## The problem
Return the run of lines below that opens with the line containing "[[48, 12], [44, 26]]" and closes with the line containing "Every instance of the child's hand", keeping each one exact.

(Records contained in a dataset)
* * * * * * * * *
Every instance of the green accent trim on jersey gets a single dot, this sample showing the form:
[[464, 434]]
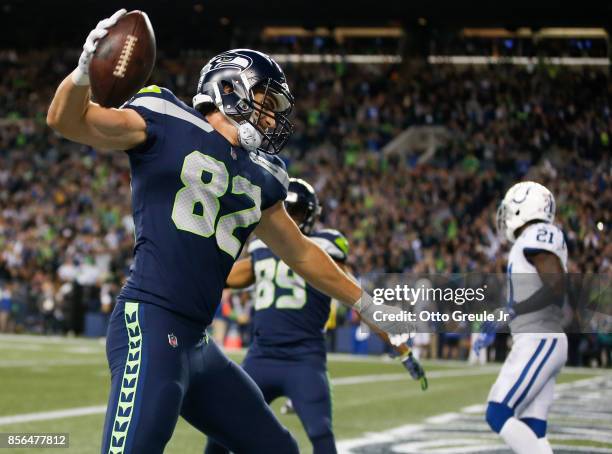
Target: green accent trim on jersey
[[342, 243], [331, 399], [129, 381], [150, 89]]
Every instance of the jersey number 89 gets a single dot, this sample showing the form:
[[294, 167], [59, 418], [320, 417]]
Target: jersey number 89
[[195, 191], [271, 273]]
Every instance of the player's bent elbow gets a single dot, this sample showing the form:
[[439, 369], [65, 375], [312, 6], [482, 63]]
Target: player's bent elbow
[[53, 120]]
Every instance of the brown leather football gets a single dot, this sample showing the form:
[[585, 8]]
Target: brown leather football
[[123, 60]]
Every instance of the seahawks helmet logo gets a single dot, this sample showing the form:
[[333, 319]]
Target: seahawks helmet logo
[[233, 61]]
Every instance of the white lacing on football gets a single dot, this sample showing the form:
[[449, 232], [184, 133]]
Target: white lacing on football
[[126, 54]]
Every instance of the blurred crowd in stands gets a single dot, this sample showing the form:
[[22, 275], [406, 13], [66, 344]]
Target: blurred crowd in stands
[[66, 233]]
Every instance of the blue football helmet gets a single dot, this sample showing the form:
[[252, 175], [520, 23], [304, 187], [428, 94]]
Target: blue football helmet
[[229, 82]]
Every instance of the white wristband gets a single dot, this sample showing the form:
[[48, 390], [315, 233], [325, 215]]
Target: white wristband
[[79, 77], [393, 324]]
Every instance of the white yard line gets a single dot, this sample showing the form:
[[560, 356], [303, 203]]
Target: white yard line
[[341, 381], [403, 432], [56, 414], [10, 363]]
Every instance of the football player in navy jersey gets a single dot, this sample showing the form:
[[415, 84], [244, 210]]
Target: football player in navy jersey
[[203, 178], [288, 354]]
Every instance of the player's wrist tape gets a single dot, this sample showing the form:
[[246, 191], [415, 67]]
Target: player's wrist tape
[[79, 77], [545, 296], [367, 309]]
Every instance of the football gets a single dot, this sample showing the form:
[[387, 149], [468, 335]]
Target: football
[[123, 60]]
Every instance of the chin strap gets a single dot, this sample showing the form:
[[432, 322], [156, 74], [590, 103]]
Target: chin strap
[[248, 137]]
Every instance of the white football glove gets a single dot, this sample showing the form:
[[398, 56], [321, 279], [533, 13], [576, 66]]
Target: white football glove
[[80, 76]]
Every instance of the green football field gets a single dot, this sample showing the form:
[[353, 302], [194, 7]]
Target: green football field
[[60, 385]]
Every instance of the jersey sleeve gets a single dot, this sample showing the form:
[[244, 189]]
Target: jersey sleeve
[[255, 245], [150, 103], [276, 179], [544, 237], [333, 242]]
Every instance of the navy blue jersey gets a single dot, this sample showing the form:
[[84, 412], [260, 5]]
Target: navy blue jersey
[[195, 200], [290, 315]]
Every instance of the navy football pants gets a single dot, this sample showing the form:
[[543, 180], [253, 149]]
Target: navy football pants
[[162, 367], [306, 384]]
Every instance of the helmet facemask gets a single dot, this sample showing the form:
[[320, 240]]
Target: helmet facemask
[[275, 104]]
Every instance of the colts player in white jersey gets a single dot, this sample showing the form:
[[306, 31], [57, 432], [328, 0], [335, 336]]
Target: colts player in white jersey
[[519, 401]]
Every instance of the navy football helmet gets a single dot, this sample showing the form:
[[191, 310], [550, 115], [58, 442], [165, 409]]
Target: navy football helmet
[[229, 82], [302, 204]]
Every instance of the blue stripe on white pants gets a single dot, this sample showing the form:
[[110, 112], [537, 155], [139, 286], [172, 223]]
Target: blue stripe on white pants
[[524, 373], [536, 373]]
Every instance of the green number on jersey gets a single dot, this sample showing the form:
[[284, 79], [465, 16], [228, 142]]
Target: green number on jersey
[[195, 192], [270, 273]]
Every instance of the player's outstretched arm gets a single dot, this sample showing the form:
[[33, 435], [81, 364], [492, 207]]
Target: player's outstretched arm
[[551, 274], [305, 257], [241, 275], [76, 117]]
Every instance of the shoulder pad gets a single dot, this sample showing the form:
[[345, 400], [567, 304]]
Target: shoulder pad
[[333, 242]]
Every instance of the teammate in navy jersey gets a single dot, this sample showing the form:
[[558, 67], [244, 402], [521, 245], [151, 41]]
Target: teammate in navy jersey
[[288, 354], [203, 179]]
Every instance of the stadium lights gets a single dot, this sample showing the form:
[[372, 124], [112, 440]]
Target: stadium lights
[[544, 33], [339, 33], [337, 58], [518, 61], [440, 60]]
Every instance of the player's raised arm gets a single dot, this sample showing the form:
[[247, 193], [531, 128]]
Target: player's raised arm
[[551, 273], [302, 255], [241, 275], [307, 259], [76, 117]]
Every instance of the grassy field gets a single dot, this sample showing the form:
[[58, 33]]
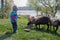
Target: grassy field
[[6, 32]]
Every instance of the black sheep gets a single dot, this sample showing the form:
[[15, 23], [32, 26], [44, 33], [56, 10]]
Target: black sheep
[[42, 20]]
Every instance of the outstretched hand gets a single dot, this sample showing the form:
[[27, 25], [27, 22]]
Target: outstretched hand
[[19, 16]]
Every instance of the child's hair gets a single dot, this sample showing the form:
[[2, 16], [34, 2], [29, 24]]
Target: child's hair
[[15, 8]]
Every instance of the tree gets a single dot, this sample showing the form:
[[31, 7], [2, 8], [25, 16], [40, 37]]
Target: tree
[[51, 4], [8, 7], [47, 6], [34, 4]]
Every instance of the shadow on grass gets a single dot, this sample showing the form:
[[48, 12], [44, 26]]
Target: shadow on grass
[[49, 31], [6, 35]]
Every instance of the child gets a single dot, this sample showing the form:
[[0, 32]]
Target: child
[[13, 18]]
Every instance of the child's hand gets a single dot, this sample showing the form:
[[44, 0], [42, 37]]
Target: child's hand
[[19, 16]]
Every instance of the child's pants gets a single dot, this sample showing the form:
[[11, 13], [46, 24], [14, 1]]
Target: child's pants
[[14, 26]]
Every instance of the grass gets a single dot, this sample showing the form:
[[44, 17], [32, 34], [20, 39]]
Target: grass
[[6, 29]]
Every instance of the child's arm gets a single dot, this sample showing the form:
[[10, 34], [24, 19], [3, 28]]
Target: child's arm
[[14, 18]]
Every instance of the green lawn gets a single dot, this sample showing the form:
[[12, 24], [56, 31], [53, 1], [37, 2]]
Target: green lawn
[[6, 29]]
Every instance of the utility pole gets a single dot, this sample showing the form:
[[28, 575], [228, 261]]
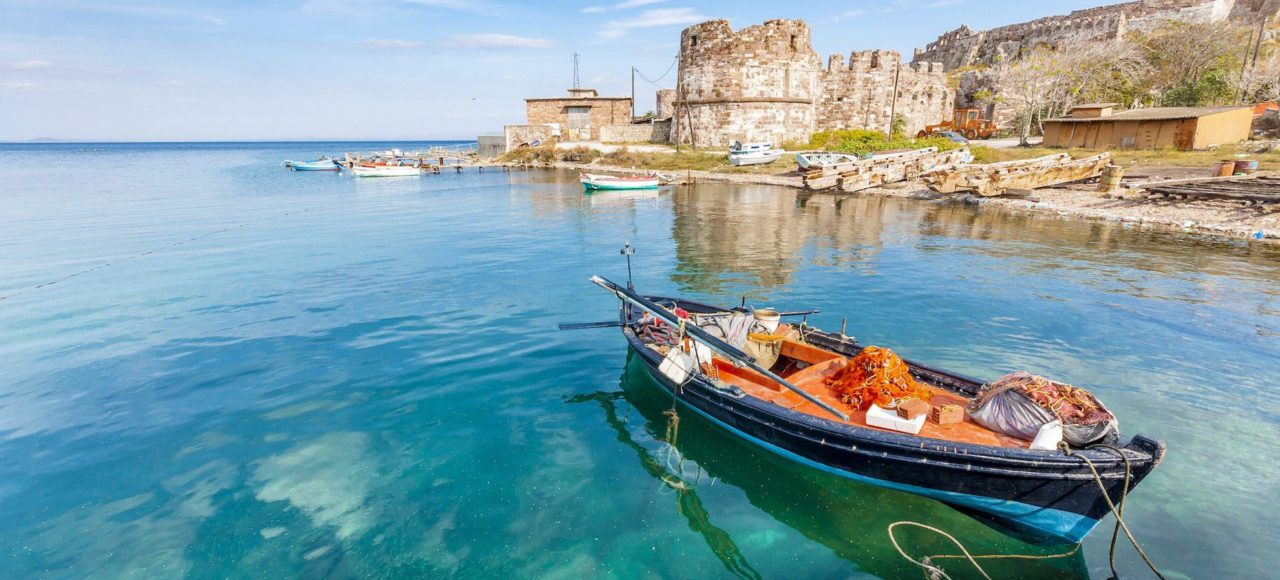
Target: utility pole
[[575, 71], [892, 106]]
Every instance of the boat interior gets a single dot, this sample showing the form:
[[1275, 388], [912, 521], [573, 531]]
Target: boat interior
[[808, 366]]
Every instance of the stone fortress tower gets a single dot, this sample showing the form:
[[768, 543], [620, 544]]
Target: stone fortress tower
[[759, 83], [766, 82]]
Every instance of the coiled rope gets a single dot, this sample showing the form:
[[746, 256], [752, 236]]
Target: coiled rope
[[1118, 511]]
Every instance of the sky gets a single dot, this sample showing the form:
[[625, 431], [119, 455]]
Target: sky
[[384, 69]]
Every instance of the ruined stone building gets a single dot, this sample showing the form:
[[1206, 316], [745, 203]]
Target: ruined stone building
[[965, 46], [766, 82]]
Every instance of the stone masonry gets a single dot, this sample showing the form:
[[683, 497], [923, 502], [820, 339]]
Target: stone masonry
[[557, 112], [862, 95], [766, 83], [965, 46]]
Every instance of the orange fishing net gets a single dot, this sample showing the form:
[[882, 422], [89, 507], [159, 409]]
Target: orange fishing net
[[1073, 405], [876, 375]]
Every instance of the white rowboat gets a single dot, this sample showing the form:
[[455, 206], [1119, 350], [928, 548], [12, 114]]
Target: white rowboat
[[592, 182], [384, 170]]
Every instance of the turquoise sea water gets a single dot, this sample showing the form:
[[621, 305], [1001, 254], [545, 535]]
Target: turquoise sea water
[[215, 368]]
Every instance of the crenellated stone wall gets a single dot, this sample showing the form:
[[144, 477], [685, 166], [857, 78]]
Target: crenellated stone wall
[[964, 46], [766, 83], [876, 86]]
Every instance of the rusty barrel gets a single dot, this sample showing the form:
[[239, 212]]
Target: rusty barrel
[[1110, 179], [1246, 167]]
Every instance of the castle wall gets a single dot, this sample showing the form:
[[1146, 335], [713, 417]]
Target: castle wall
[[862, 95], [759, 83], [964, 48], [766, 83]]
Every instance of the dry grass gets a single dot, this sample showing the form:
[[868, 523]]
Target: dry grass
[[1137, 158]]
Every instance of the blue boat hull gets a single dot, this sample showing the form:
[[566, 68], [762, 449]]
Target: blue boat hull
[[1045, 496]]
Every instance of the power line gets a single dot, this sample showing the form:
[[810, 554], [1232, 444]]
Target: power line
[[654, 82]]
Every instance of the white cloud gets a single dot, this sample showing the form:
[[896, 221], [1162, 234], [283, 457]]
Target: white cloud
[[652, 19], [31, 64], [453, 4], [496, 41], [392, 44], [627, 4]]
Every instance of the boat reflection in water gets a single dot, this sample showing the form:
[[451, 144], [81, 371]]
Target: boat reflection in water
[[848, 517]]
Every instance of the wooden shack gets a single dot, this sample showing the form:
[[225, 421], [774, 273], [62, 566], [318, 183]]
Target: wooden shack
[[1096, 126]]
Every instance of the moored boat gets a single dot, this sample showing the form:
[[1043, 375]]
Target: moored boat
[[1048, 494], [362, 169], [323, 164], [592, 182], [753, 154]]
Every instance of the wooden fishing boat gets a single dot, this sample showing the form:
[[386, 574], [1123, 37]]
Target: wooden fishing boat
[[593, 182], [1051, 496], [821, 159], [362, 169], [323, 164], [753, 154]]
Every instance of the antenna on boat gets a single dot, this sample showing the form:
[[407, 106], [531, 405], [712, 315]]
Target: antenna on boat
[[627, 250]]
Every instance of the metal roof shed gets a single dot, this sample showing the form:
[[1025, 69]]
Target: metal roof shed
[[1165, 127]]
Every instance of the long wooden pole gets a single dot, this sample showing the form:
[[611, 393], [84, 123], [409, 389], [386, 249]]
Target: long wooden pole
[[709, 341]]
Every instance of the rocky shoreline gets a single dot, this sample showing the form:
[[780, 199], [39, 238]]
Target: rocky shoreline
[[1082, 201]]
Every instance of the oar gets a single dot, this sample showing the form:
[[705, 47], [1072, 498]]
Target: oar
[[709, 341], [794, 313], [586, 325]]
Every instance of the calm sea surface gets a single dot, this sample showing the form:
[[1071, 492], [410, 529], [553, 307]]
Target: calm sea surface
[[211, 366]]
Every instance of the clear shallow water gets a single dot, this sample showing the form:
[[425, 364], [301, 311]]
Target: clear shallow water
[[238, 370]]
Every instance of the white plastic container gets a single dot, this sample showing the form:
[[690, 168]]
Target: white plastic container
[[677, 365], [887, 419], [1048, 437], [768, 318]]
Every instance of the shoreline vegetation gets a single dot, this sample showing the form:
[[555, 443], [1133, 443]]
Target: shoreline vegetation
[[1078, 200]]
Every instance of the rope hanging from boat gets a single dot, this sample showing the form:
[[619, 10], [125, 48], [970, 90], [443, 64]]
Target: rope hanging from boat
[[937, 572], [1118, 512]]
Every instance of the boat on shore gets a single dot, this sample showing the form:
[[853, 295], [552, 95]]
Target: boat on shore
[[753, 154], [323, 164], [1051, 496], [821, 159], [364, 169], [594, 182]]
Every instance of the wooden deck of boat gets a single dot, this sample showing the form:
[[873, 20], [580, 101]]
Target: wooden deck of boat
[[812, 379]]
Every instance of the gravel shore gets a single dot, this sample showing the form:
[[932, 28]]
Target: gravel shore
[[1215, 217]]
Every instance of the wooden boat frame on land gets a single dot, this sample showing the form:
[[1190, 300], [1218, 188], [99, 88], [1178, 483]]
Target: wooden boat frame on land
[[1043, 494]]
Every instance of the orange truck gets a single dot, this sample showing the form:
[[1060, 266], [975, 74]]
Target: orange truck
[[968, 122]]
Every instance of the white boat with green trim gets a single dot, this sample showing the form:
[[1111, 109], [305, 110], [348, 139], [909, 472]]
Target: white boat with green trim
[[593, 182]]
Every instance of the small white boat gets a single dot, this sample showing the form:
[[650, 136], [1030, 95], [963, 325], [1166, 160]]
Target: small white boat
[[821, 159], [384, 170], [753, 154], [593, 182]]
* * * * * * * * *
## Response
[[48, 12], [44, 26]]
Target: shadow on grass
[[49, 31], [6, 35]]
Every instance of the child gets a single dot, this sample showing the form:
[[0, 32]]
Target: child
[[13, 18]]
Every instance of the child's hand gets a single dot, this sample showing the form:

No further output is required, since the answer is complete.